▸ **Requirement 1**
In the microphone conversion text below, condense the paragraph beginning "The results were very satisfying" into a short bulleted list that keeps its main facts.

▸ **Quoted passage**
--- Start ---
The results were very satisfying to say the least. I now have two nice CMC-5U bodies for much less money that they usually sell for. The parts necessary for the change cost only a few dollars, and as a bonus I now thoroughly understand the Schoeps circuit. Several friends have commented on how clever the circuit is and I’d have to agree. Great performance from a few inexpensive parts sold as an expensive mic body. In the mean time I found some more CMC-4’s to convert and these work perfectly too. I’d now feel comfortable repairing CMC-5’s or CMC-4’s or doing more conversions in the future.

The following procedure documents what I did. Its not for the faint of heart, if you aren’t comfortable working on small, dense circuit boards do not attempt it. Warning! I take no responsibility for problems that may arise. If you render your mic non-working you’re on your own, probably no one will help you once you’ve messed with it yourself.

There is now a service you can find on the internet doing this conversion at a reasonable price. If you have any misgivings about doing this yourself I’d highly recommend you contact them.

cmc4upgrade.com – opens in a new tab
So…with the above disclaimer in mind, if you’re brave and up for an adventure…

Here’s what you’ll need:

1. (2) matched BC416C or equivalent PNP transistors. I’ve had good luck with Motorola 2N5087’s. You’ll need a bunch to select matched pairs but they’re cheap. See the next section for the matching procedure. Here is a schematic of a very simple fixture you can build to do the matching. This measures the transistors at the same voltage and current as in the mic. Also shown is a simple way to check the balance of the new phantom power output stage. The usage of these fixtures is described later.


2.  (2) small .1uF 50V mylar capacitors

3. (2) 1/8W bias resistors (see the table on next page)

4. (2) 6.2V zener diodes, 1N753A or equivalent

5. (1) 6.8k 5% 1/4W resistor (Schoeps used 1% but 5% is fine)

6.  (1) 47uF 50V axial lead electrolytic capacitor

7. “Solder Wick” for de-soldering parts on the board

8. Transistor matching fixture (see schematic above)

9. Balance checking fixture (see schematic above)

Conversion steps:

1. De-solder and remove the PNP transistor T3 and the NPN transistor T2

2. De-solder and remove the two .33uF tantalum or mylar capacitors C2 and C3 near T2 and T3

3. De-solder and remove the two 1/8W  base-collector resistors on T2 and T3. These will be in the range of 22k ohms. You may want to form the leads on the two tiny 470pF capacitors in parallel with these resistors so they don’t fall out of the board after desoldering the resistors. Watch these capacitors carefully!

4. Cut and remove the thin bare wire from the collector of T2 to the hole next to the collector of T3 and the thin bare wire next to the 6.2V zener

step-1-45. Using the transistor matcher pick out a pair of PNP transistors where each will draw the same current. The voltage reading on the matcher was in the 410-470mV range for  the Motorola 2N5087 transistors I used. Just make sure the transistors used as a pair match each other with the same voltage within 1 or 2 mV.
--- End ---
▸ **Requirement 2**
Express the rows in the Lines of data below as a JSON list of strings, one string per row, including everything from the row containing "One marker belongs on each instance of the burnt" down to the row containing "[(1012, 200)]", with both of those rows included.

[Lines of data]
--- Start ---
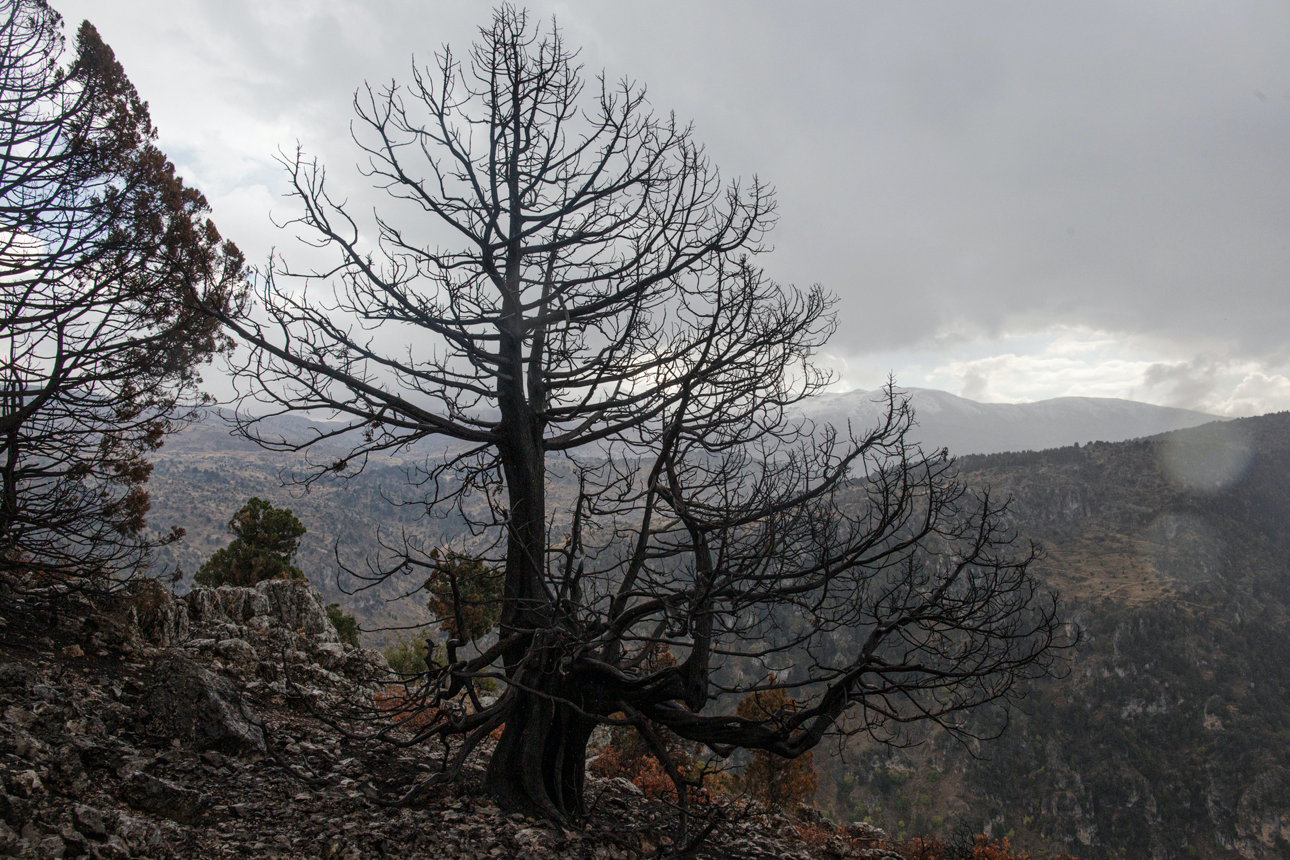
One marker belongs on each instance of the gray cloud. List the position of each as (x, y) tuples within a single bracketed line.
[(953, 172)]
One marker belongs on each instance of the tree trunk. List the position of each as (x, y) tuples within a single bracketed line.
[(539, 763)]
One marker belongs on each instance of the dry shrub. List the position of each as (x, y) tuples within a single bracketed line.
[(982, 849), (403, 711)]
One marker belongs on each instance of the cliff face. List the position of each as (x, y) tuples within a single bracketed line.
[(1166, 734), (146, 726)]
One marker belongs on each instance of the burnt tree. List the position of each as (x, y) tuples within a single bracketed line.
[(564, 283), (102, 250)]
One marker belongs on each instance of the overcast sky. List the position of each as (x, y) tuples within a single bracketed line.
[(1012, 200)]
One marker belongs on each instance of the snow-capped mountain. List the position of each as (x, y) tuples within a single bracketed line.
[(968, 427)]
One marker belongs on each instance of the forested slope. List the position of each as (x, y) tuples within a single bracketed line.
[(1168, 734)]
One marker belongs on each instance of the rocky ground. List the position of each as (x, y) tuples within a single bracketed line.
[(148, 726)]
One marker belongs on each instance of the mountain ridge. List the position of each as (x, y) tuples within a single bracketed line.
[(973, 427)]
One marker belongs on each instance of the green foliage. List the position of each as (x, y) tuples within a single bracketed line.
[(346, 625), (406, 655), (265, 544), (465, 595)]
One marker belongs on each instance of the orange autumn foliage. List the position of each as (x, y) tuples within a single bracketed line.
[(775, 781)]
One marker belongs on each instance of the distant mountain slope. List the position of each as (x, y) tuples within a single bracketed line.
[(969, 427), (1168, 735)]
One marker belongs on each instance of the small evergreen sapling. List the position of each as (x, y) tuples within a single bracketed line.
[(265, 544)]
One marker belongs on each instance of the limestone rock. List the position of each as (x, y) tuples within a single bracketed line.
[(293, 604), (163, 619), (191, 703), (163, 797)]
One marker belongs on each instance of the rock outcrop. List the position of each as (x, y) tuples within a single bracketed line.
[(183, 727)]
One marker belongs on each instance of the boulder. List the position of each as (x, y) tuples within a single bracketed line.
[(293, 604), (194, 704)]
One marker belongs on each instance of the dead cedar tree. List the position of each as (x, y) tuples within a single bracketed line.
[(563, 289)]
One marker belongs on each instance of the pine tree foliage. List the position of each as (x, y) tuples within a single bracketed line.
[(265, 544)]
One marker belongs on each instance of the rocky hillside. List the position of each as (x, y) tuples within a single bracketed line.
[(1168, 734), (176, 729)]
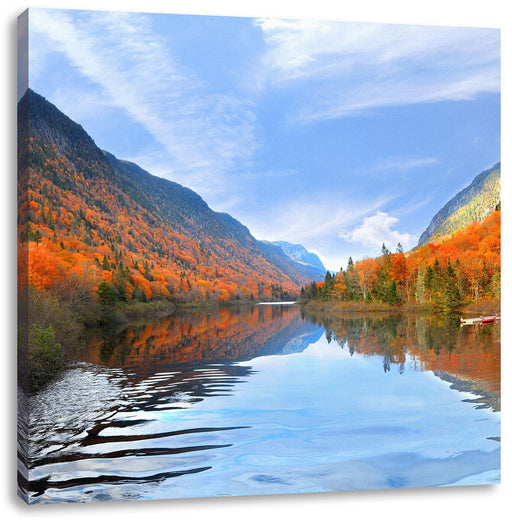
--- End ---
▸ **Correct result 1**
- The results were very satisfying.
- There are now two nice CMC-5U bodies, obtained for much less money than they usually sell for.
- The parts for the change cost only a few dollars, and the Schoeps circuit is now thoroughly understood.
- Several friends have called the circuit clever, and the writer agrees: it delivers great performance from a few inexpensive parts sold as an expensive mic body.
- More CMC-4's were found and converted, and these work perfectly too.
- The writer would now feel comfortable repairing CMC-5's or CMC-4's or doing more conversions in the future.

▸ **Correct result 2**
[
  "One marker belongs on each instance of the burnt tree. List the position of each as (x, y) tuples within a single bracketed line.",
  "[(564, 283), (102, 250)]",
  "One marker belongs on each instance of the overcast sky. List the position of each as (x, y) tuples within a single bracketed line.",
  "[(1012, 200)]"
]